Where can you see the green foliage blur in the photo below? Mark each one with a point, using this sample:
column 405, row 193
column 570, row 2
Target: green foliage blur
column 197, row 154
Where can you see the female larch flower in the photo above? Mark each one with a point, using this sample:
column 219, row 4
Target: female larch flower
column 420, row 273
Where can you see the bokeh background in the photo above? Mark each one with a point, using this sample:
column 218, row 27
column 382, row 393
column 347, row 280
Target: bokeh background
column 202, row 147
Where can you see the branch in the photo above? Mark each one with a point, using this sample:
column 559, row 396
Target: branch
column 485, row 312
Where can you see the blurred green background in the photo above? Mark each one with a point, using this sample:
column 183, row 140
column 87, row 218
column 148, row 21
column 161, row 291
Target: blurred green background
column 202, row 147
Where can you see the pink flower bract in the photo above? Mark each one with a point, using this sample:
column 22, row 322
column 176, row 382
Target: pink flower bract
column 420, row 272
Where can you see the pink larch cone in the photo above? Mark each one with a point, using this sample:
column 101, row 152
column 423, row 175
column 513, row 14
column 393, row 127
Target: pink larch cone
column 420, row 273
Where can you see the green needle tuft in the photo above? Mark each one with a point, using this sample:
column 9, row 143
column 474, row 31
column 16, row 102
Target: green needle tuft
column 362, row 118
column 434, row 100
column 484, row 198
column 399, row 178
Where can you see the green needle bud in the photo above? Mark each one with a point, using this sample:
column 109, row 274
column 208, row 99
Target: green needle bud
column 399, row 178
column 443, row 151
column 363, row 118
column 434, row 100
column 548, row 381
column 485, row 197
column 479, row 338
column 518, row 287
...
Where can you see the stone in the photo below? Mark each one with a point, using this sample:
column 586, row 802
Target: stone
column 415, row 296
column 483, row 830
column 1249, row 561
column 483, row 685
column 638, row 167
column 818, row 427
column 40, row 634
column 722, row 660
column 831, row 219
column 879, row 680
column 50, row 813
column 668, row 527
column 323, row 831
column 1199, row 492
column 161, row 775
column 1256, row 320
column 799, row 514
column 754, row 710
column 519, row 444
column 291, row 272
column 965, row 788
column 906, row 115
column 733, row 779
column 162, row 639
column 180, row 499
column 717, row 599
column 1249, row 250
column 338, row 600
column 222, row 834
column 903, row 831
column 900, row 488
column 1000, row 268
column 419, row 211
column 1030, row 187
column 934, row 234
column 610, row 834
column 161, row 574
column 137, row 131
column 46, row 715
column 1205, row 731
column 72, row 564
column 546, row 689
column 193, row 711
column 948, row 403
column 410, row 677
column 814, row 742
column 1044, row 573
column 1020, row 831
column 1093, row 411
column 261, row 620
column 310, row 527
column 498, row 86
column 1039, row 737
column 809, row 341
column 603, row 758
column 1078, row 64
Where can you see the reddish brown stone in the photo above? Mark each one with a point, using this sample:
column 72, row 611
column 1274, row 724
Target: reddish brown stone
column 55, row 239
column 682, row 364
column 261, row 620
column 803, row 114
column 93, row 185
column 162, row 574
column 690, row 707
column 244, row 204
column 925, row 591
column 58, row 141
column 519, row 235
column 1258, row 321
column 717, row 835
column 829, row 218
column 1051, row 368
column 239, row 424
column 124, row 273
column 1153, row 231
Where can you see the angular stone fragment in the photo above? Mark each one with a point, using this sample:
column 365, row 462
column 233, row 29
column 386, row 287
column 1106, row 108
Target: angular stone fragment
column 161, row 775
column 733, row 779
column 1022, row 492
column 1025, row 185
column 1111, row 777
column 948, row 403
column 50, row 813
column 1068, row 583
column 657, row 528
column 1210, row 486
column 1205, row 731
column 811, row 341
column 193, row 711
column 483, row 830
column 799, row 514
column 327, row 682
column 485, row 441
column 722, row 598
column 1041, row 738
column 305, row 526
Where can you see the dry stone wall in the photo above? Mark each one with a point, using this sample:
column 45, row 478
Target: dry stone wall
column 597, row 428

## Exercise
Extract all lines of the records above that include "below".

## Response to the task
Where can you see the green foliage blur in the photo below? Mark each one with a point, using this sample:
Where can you see the stone in the photo below? Mark each one with a point, using this sample:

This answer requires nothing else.